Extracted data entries
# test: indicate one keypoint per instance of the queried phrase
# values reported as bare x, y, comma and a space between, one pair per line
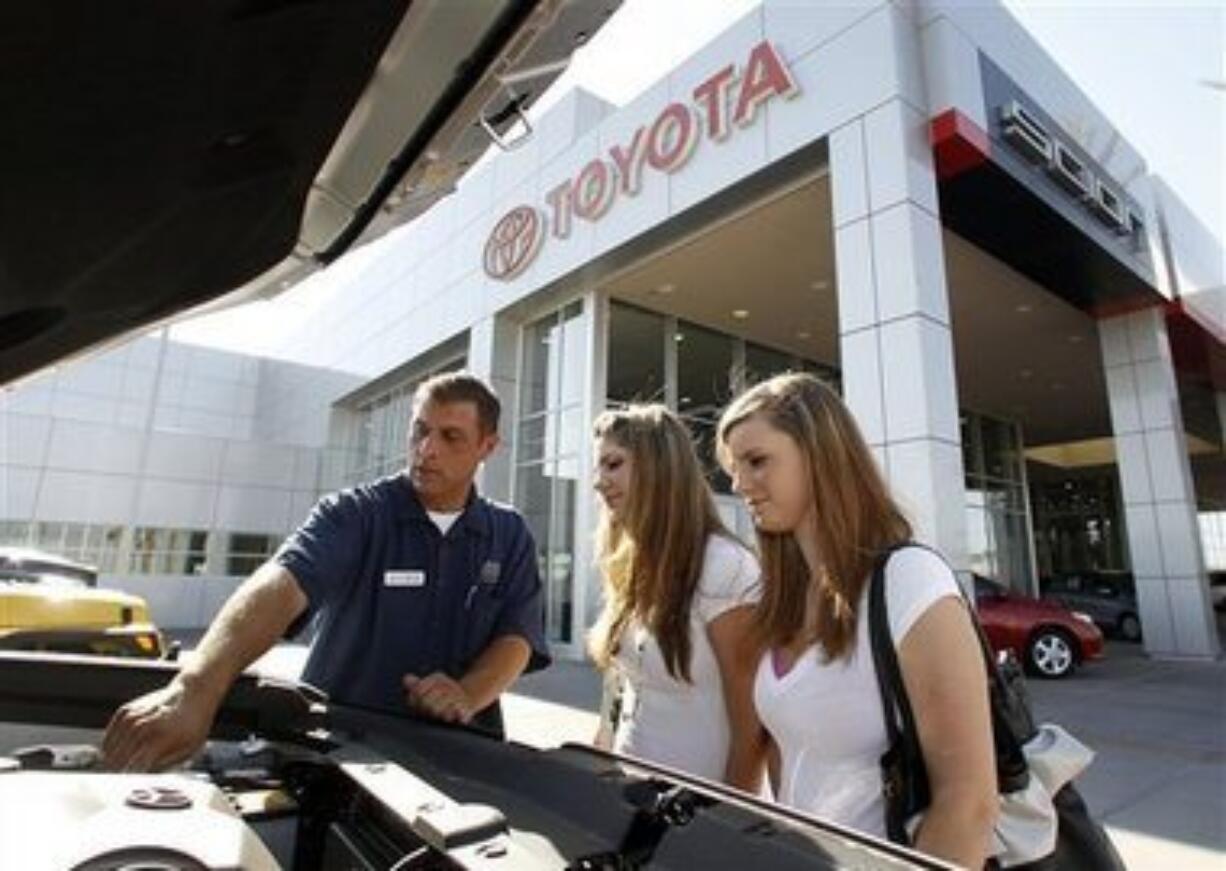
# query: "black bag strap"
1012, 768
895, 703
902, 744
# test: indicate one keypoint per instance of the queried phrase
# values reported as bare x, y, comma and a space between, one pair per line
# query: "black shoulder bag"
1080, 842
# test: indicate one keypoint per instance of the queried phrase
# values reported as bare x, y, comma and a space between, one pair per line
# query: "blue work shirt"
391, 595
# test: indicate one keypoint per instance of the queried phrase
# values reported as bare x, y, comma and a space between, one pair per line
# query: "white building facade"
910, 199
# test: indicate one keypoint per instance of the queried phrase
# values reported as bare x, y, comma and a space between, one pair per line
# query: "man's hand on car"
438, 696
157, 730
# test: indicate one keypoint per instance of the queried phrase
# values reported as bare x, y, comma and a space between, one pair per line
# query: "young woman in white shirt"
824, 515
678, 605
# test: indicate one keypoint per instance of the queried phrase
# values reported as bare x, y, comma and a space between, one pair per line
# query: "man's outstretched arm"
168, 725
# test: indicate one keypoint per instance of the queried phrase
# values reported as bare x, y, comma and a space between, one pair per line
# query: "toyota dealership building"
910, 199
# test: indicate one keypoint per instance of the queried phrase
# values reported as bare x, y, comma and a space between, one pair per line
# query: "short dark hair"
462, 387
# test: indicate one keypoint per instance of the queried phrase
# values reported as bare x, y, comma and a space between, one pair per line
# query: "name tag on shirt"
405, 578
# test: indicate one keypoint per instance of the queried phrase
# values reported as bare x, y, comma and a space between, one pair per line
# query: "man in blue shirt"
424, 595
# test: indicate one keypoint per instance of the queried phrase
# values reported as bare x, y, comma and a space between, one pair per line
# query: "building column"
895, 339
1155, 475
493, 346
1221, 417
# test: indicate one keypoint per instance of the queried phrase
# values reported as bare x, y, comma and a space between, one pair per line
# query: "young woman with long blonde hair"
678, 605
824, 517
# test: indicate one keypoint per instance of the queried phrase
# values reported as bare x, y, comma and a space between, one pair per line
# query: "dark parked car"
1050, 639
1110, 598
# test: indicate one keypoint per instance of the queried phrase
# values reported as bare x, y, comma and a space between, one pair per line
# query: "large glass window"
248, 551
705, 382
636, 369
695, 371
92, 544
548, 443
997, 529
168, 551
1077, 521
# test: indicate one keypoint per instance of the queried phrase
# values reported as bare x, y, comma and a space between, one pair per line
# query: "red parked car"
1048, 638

What you will do:
Pictures aside, repeat each entry in full and without change.

Answer to the problem:
# test: indicate one keypoint per instance of the queried phrase
# values reported as bare x, y, comma and a space between, one pair per line
# query: "black bag strap"
1012, 768
895, 703
902, 744
# test: indicate one keypoint per instance of the queried phrase
# values reported as bare x, y, comma and a space between, one pair per line
# query: "black shoulder bag"
1080, 842
# test: indicate one keypoint per instance of the queried phrase
# values reported as bare x, y, comma and a space between, one pair per line
# query: "blue work shirt"
391, 595
# test: indicate one keypoint per instance of the queried phrase
# values reported as bare x, y, comma and a space between, one pair per line
# query: "white building facade"
910, 199
# test: indicate one keypoint per instance of the queried phrase
# values reported as bare x, y, comma and a space between, one pair per line
# query: "man's hand on car"
438, 696
157, 730
# test: indicate one keypoint per instance of the queried phrase
# values reported as bare x, y, comma and a space between, one pair per line
# query: "young woman in white shirt"
824, 515
678, 605
# test: indicate one keypoint per instance of the queried phrase
# values reported as bare x, y, comma and a space between, one pair per line
# query: "man's outstretched arm"
168, 725
# test: indicate one keypoint per instance of the queried phrase
# values reported as bare x, y, comma and a space between, one pair per line
# query: "toyota dealership building"
910, 199
# test: indicate one keypoint per instance of the queried phrase
# values reported as bare x, y, comma and a space between, one pair per line
# query: "short dark hair"
462, 387
# test: indicate one keypoint per instance of the queried phrase
# values reported as bare x, y, comma and a space between, one pair per line
# query: "name tag on shirt"
405, 578
# test: indicate one keypoint per instance of the queried phrase
# values reported as bare x, y, comma and a space between, one pair per line
# query: "man in blue shirt"
424, 595
# test: indicate one keypoint per instance of the queried phrase
# values reported as bare x, y, comma and a space between, one pair per line
# query: "building column"
895, 339
1155, 475
493, 346
1221, 417
# test: indicate one keypoint per instance of the queried phrase
# values reported as bare x, y, comma and a space between, one pair per line
# query: "young woman with long blonde hair"
678, 605
824, 517
# test: indicate one keypoint per instance of the queried phrase
# values reported as bare x, y, comma and a space between, one pair per line
# query: "dark parked car"
1050, 639
1110, 598
# test: indicate one keypoint per instance of the queried phrase
# values reported as bare x, y, comma and a space between, one pair per line
# query: "large glass window"
248, 551
705, 382
636, 369
695, 371
92, 544
548, 443
997, 529
168, 551
1077, 521
# test: indicate one keypoint per instance of the queried phrase
# values reported as bare x, y, comma and a space between, one pair per line
# query: "red parked car"
1048, 638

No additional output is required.